> [EXERCISE INSTRUCTIONS]: Reproduce the lines below word for word, starting with the line that contains "Exercise. Mark the white wedding" and ending with the line that contains "[(312, 98), (271, 197)]", with both of those lines included.

> [LISTED RECORDS]:
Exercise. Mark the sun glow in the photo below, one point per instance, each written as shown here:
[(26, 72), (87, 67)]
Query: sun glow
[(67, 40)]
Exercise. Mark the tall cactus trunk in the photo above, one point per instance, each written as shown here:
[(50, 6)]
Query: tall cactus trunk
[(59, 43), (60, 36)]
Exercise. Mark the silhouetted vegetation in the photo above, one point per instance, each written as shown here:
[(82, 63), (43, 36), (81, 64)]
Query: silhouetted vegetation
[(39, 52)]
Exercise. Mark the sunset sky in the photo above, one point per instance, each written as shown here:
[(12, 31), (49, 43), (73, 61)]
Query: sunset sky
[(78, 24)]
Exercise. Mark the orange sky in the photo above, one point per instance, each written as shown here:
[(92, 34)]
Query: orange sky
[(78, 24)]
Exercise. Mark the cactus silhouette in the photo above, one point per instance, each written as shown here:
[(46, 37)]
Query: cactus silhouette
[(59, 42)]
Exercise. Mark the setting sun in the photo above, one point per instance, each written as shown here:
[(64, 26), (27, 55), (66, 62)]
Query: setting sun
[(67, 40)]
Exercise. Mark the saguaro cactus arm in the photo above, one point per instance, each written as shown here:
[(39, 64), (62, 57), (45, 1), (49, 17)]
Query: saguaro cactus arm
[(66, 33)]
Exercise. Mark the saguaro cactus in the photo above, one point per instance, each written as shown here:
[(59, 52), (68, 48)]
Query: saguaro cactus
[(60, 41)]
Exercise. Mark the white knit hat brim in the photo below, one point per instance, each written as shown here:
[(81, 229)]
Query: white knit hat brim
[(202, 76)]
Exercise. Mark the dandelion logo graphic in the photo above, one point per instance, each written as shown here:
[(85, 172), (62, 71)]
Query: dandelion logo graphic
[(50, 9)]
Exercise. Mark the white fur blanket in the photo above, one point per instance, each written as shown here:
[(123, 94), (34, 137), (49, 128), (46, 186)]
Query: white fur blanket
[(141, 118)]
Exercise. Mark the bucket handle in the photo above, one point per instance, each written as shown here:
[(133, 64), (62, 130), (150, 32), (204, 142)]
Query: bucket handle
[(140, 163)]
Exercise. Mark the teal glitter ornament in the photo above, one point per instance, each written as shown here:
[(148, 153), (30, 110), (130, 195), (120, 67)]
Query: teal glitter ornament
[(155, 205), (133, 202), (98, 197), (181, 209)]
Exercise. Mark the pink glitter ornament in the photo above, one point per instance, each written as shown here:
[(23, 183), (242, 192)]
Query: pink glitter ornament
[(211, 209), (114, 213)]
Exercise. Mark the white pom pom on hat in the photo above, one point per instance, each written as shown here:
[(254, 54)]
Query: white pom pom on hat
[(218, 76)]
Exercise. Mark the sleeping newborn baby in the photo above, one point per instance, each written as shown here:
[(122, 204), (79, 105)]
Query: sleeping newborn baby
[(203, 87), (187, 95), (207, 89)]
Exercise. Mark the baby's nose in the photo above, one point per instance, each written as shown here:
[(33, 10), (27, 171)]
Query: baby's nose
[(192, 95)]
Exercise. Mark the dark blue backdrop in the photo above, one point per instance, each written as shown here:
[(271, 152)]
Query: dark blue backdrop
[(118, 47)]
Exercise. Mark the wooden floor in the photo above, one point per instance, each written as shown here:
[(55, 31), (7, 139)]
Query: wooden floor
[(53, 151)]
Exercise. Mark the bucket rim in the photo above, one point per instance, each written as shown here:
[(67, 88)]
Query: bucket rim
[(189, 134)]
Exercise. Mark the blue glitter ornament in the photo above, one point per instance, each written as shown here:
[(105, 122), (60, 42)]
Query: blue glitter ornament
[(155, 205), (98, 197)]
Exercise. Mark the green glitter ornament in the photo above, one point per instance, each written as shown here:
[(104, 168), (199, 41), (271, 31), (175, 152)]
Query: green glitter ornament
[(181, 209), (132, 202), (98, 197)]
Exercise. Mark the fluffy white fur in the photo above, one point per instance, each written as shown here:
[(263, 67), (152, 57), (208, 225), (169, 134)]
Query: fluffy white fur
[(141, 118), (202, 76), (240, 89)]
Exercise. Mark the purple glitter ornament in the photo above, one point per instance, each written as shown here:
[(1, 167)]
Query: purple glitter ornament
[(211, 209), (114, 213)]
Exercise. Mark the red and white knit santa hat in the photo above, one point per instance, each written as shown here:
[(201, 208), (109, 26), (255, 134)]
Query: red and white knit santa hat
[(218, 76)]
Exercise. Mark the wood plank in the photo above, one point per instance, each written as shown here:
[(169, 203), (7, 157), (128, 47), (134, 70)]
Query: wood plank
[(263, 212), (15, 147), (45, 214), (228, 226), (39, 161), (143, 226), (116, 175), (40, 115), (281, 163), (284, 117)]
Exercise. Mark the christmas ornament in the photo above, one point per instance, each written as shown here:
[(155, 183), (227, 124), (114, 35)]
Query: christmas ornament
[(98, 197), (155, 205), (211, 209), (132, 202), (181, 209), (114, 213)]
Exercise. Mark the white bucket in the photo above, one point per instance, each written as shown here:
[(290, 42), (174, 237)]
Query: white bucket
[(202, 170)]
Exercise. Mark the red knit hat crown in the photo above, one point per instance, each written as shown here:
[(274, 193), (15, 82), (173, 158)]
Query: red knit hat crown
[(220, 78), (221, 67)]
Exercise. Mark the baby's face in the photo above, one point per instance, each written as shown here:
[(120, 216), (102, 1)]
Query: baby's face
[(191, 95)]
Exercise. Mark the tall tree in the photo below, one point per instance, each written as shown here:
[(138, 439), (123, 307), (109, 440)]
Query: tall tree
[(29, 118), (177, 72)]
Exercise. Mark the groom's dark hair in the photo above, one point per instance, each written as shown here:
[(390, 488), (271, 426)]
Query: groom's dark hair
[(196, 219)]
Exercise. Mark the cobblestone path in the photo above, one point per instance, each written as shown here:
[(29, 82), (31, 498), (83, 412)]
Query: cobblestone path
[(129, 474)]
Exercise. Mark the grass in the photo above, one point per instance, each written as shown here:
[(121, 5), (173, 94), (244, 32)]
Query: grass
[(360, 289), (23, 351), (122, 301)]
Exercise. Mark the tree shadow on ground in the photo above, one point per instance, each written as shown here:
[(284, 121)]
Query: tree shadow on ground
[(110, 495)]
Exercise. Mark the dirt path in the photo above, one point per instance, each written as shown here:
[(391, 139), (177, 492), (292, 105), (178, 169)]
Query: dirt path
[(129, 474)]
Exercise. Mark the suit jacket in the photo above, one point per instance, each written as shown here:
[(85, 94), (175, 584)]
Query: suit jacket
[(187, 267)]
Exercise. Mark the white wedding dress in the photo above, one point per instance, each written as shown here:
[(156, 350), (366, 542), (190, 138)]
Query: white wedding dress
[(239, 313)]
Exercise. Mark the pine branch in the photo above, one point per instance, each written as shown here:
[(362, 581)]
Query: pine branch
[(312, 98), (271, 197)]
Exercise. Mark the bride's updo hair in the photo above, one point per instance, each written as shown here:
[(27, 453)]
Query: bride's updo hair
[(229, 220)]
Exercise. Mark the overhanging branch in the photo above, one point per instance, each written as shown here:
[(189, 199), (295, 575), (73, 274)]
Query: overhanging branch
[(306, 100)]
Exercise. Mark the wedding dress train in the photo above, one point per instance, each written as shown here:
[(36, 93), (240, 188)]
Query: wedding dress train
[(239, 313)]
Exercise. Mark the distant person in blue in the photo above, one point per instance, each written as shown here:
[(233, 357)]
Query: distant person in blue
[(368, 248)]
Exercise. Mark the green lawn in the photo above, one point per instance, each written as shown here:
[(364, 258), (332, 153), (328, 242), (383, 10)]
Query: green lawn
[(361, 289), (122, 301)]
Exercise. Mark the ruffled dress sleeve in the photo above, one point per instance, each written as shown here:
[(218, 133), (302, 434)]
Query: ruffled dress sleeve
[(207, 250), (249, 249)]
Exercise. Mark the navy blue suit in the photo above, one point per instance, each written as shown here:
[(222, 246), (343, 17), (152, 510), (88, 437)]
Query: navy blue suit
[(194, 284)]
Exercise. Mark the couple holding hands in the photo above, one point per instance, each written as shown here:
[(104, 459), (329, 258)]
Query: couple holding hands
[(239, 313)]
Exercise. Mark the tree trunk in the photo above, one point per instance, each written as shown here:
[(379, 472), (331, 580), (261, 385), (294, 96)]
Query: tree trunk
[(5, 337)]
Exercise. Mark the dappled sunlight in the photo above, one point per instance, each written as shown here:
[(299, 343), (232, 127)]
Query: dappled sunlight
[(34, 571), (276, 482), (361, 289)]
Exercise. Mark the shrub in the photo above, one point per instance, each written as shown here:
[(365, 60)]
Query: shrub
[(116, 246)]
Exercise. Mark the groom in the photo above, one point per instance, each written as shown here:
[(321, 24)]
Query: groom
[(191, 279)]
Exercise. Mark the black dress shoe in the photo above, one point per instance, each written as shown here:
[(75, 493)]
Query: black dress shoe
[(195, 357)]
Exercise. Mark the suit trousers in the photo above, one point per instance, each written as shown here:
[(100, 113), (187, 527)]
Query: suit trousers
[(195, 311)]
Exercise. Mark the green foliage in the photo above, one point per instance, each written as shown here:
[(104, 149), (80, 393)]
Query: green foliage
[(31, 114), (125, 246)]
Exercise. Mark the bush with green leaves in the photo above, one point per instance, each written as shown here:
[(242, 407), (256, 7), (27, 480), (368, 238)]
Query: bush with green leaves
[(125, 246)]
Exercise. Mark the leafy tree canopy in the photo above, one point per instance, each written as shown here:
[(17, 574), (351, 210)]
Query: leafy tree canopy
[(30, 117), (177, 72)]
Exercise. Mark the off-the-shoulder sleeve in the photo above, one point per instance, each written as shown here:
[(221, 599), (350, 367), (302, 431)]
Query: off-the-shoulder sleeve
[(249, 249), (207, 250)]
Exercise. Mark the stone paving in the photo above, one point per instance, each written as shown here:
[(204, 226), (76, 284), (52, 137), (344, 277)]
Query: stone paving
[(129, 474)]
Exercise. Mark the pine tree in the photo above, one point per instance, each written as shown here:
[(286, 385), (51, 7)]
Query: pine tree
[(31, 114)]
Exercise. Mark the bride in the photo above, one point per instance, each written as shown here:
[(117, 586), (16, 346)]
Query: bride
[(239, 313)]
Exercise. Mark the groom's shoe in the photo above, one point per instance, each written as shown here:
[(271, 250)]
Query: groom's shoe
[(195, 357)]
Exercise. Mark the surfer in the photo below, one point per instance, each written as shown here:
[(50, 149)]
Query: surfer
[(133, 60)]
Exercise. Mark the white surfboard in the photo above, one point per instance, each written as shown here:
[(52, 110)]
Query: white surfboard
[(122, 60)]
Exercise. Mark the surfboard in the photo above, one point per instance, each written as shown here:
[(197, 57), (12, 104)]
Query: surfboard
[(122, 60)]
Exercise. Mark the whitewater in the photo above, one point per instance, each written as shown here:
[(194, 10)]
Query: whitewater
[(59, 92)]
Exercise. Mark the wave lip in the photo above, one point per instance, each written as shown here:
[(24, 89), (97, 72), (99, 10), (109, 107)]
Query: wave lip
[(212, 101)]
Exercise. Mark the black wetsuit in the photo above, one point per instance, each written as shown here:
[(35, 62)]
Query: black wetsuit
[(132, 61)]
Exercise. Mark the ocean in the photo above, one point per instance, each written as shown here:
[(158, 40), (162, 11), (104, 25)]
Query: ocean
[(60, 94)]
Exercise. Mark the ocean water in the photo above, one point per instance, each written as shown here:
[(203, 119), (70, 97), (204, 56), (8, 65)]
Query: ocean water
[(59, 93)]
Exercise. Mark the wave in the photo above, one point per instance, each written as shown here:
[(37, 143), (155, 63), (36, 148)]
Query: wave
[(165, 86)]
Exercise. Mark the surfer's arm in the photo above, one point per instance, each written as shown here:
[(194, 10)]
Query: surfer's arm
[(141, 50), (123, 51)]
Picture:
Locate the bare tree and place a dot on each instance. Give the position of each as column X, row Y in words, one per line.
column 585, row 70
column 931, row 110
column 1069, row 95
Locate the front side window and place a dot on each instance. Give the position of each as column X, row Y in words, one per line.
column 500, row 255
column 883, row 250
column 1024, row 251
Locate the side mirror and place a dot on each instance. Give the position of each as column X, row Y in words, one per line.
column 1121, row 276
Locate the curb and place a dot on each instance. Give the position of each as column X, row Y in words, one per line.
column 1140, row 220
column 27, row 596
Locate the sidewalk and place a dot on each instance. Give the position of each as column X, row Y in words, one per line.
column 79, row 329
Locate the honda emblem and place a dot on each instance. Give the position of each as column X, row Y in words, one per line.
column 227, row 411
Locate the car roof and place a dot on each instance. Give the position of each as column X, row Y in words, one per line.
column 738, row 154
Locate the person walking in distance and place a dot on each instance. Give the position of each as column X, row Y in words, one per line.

> [WORKED ANSWER]:
Exercise. Mark the white wedding dress in the photo above, one point per instance, each written as shown here:
[(156, 350), (366, 542), (190, 138)]
Query: white wedding dress
[(239, 313)]
Exercise. Mark the pine branch in the photo above, one point per instance, each written as shown here:
[(362, 581)]
Query: pine branch
[(312, 98), (271, 197)]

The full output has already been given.